▶ DATA RECORDS
----------

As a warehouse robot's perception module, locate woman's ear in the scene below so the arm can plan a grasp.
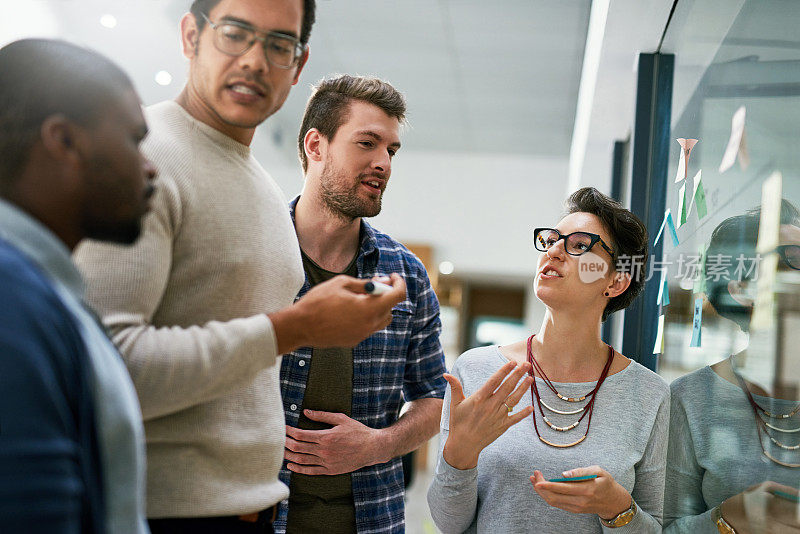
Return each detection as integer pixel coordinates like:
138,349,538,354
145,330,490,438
603,272,631,298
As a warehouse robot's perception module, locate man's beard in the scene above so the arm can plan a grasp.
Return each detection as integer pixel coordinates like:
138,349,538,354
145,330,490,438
320,161,383,221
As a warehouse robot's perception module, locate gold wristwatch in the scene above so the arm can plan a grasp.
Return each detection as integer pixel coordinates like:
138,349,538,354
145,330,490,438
600,499,636,528
711,506,736,534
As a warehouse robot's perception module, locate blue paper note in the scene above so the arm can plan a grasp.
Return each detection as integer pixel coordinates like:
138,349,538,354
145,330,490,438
656,271,669,306
653,208,680,247
689,297,703,347
653,315,664,354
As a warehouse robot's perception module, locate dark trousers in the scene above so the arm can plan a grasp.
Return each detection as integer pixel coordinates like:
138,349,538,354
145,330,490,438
148,507,275,534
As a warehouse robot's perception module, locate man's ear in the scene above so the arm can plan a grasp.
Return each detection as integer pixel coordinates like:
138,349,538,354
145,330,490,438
292,45,309,85
181,13,200,59
303,128,326,166
39,114,83,166
728,280,755,308
604,272,631,298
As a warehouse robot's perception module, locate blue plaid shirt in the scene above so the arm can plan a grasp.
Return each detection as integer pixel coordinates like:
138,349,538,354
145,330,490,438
275,197,447,534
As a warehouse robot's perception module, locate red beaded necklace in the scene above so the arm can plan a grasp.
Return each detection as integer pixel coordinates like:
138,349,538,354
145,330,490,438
528,334,614,448
731,364,800,468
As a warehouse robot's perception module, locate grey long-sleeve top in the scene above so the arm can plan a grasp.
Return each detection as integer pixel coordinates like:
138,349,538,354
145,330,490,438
664,367,800,534
428,346,669,534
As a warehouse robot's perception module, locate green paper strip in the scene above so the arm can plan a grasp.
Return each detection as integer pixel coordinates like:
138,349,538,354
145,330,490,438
678,182,689,228
694,181,708,219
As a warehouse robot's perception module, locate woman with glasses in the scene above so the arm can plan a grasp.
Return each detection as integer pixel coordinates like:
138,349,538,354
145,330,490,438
664,201,800,534
428,188,669,533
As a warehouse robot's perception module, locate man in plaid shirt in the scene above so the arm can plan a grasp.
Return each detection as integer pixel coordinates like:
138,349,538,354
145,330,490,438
275,76,446,534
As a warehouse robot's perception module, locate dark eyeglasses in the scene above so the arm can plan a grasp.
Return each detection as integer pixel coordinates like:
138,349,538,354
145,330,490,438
775,245,800,271
533,228,614,259
203,13,305,69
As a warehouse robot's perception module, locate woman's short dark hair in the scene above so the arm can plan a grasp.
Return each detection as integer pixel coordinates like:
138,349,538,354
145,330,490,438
189,0,317,45
565,187,648,321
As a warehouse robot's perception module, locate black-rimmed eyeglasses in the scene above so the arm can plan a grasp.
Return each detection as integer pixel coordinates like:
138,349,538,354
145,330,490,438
533,228,614,259
203,13,305,69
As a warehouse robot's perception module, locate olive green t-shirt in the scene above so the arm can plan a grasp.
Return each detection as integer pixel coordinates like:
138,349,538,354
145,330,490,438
286,251,358,534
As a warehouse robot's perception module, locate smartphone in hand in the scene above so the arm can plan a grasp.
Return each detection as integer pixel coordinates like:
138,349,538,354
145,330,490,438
548,475,597,482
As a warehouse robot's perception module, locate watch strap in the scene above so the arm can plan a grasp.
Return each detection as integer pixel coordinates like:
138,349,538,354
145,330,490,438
600,498,637,528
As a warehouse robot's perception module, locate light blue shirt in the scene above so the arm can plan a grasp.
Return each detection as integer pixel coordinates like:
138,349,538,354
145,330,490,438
0,199,149,534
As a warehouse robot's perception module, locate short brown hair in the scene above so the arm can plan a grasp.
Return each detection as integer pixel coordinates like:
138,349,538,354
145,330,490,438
565,187,648,321
297,74,406,172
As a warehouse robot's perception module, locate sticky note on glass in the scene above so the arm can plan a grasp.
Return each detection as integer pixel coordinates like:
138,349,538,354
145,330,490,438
653,208,680,247
656,270,669,306
756,171,783,254
653,315,664,354
689,297,703,347
750,172,783,332
675,137,697,184
689,171,708,219
719,106,750,173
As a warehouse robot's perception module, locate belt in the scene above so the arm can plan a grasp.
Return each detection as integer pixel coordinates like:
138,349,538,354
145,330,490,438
237,504,278,523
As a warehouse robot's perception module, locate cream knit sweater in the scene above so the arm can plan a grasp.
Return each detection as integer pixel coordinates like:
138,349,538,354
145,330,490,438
75,102,304,518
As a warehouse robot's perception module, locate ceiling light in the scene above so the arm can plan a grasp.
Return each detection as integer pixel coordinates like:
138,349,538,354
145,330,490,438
156,70,172,85
100,14,117,28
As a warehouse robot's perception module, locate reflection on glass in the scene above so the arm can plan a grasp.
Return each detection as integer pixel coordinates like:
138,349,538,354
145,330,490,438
664,201,800,533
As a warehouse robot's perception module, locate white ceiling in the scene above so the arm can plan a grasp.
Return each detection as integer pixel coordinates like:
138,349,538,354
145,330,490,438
0,0,590,159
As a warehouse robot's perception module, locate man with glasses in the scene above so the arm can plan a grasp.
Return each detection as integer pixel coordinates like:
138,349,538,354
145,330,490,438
76,0,405,533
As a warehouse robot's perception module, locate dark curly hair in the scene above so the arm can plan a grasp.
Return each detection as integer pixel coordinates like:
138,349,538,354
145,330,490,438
189,0,317,45
564,187,648,321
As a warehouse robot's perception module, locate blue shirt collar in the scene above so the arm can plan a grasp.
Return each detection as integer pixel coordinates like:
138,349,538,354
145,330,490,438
289,195,378,256
0,199,84,300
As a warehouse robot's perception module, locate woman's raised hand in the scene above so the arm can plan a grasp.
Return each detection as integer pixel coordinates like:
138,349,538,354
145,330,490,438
443,362,533,469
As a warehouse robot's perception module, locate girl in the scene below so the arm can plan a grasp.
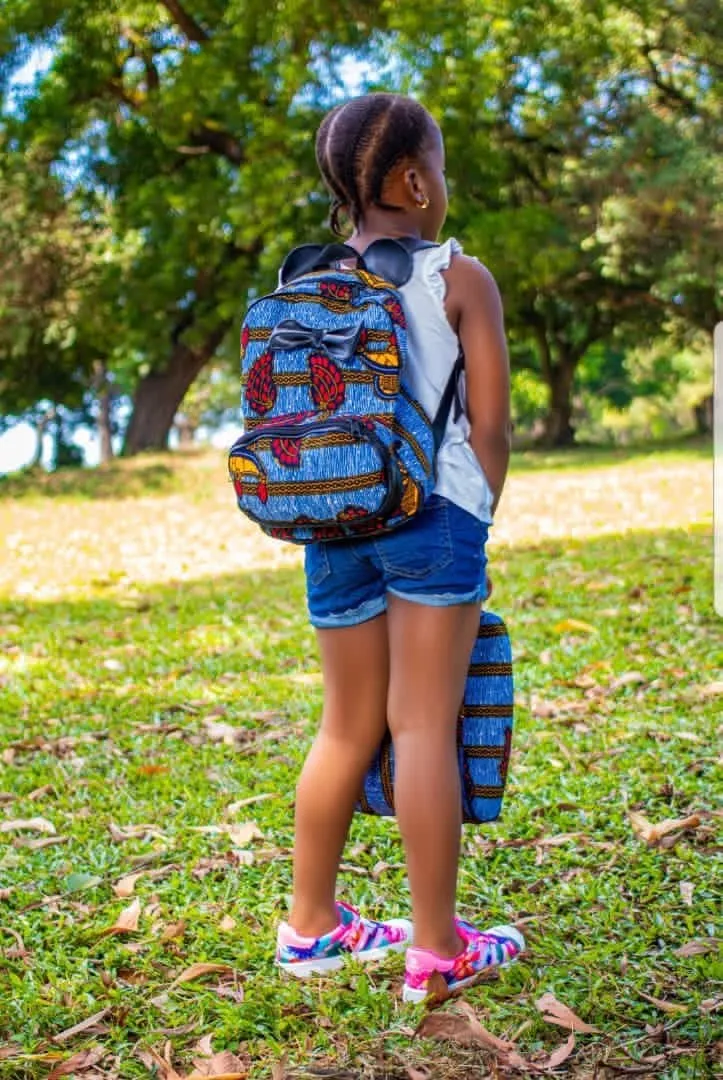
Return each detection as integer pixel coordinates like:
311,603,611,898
277,94,524,1001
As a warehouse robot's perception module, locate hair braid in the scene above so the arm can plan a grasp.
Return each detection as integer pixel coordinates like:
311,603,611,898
317,94,431,235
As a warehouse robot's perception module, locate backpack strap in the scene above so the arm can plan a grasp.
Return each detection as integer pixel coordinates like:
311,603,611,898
432,346,465,453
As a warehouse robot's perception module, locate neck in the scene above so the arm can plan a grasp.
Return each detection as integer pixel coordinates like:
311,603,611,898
348,210,421,251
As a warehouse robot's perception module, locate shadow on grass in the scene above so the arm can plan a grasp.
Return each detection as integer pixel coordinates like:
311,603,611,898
0,456,182,500
511,435,713,472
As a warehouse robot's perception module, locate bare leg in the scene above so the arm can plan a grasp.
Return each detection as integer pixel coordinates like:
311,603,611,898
289,616,389,937
387,595,480,957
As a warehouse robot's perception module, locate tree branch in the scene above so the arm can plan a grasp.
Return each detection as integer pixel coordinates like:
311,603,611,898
160,0,211,45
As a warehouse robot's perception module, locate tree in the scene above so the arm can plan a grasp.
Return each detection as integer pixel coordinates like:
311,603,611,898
0,0,389,453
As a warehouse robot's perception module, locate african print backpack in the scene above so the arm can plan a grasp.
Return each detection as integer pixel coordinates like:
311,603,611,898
229,239,461,543
357,611,513,823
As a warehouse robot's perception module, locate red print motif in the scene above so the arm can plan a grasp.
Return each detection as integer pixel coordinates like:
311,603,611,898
271,438,302,469
319,281,351,300
246,352,277,415
384,299,406,329
499,728,512,783
309,354,345,413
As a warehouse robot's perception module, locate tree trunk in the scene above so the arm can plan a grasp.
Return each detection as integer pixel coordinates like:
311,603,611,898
123,320,231,457
93,361,113,465
541,353,577,446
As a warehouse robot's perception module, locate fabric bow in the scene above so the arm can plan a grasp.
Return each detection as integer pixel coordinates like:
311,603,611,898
268,319,361,361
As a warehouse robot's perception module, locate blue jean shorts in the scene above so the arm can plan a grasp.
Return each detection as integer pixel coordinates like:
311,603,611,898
305,495,487,629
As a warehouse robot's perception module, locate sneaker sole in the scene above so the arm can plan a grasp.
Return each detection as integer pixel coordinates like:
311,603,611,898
277,919,413,978
402,927,524,1004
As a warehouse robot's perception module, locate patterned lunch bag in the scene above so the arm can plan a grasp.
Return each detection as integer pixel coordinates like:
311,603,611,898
357,611,513,823
229,240,463,543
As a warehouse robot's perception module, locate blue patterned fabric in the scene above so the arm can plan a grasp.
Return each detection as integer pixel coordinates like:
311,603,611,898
229,269,434,543
357,611,513,823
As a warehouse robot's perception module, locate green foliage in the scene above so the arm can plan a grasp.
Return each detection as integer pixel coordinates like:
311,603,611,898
0,451,723,1080
0,0,723,445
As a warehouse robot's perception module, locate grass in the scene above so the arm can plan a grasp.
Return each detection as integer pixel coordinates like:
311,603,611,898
0,455,723,1080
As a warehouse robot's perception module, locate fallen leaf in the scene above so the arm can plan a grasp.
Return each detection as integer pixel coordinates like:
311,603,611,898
226,792,274,818
51,1008,110,1043
192,821,264,848
161,919,186,942
552,619,598,634
46,1047,108,1080
629,810,700,847
63,873,103,892
415,1001,513,1053
108,821,165,843
102,899,142,937
543,1028,574,1070
638,990,687,1013
271,1057,287,1080
673,937,721,956
0,818,55,834
112,870,146,900
171,963,235,986
535,993,598,1032
13,836,68,851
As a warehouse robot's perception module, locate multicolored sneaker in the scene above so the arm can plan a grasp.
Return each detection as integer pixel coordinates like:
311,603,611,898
402,919,524,1002
277,903,412,978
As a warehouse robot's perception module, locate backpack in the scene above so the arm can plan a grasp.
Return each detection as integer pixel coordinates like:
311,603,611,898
228,239,463,543
357,611,513,824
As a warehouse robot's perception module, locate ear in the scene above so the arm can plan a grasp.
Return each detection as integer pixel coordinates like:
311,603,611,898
404,165,429,207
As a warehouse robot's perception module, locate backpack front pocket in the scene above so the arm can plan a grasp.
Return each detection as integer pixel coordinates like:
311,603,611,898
229,415,404,543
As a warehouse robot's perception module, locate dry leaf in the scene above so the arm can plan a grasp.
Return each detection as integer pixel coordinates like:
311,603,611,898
673,937,720,956
552,619,598,634
226,792,274,818
46,1047,108,1080
0,818,55,835
415,1001,513,1053
103,899,142,937
108,821,165,843
188,1050,249,1080
535,994,598,1032
161,919,186,942
544,1028,574,1070
13,836,68,851
171,963,235,986
52,1008,110,1043
138,1042,186,1080
638,990,687,1013
629,810,700,847
112,870,145,900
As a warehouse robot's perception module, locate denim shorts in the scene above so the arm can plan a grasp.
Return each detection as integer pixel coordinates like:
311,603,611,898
305,495,487,629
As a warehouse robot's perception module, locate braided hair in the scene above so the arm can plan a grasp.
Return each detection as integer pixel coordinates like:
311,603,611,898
317,94,433,237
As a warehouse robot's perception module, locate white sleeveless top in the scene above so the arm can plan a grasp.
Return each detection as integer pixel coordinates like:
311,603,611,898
399,240,493,524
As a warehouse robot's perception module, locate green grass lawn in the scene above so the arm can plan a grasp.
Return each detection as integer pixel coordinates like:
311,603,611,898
0,449,723,1080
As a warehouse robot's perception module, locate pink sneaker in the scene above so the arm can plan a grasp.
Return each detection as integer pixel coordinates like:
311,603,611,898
402,919,524,1002
277,903,412,978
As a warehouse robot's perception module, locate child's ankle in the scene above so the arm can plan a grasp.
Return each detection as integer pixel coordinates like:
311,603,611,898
414,928,465,960
287,904,339,937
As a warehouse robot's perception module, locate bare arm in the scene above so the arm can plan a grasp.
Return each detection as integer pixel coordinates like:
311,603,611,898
446,255,511,511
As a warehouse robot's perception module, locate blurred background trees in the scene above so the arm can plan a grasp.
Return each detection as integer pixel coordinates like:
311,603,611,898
0,0,723,460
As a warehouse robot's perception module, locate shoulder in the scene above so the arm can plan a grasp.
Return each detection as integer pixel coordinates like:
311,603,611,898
444,252,503,329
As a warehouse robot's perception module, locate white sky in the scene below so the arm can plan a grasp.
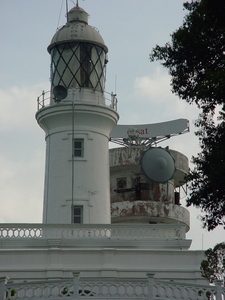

----------

▶ DIRECTIVE
Start at the line that has "As a warehouse robot's perception module, locate blue plaid" and stop after the line that has "428,346,669,534". Rewrite only those lines with "red beaded necklace" switched to "silver chain necklace" and nothing else changed.

▶ WRITTEN ANSWER
As a warehouse robot's perception module, locate blue plaid shirt in the scene above so the arm can plan a grasp.
Return each detection as integer pixel coordinates like:
138,349,538,354
145,330,490,438
275,197,447,534
As a warehouse robot's perception module, locate silver chain necklace in the scene above so the arm can plan a grasp.
Return each detection as integer pixel coordinates like:
138,349,538,354
145,330,490,438
528,334,614,448
731,364,800,468
As a warehouse robot's perception module, locate grey long-sleeve top in the scene above so the arm can plan a grasp.
Return each detection as integer pixel coordinates like:
138,349,538,354
145,330,490,438
664,367,800,534
428,346,669,534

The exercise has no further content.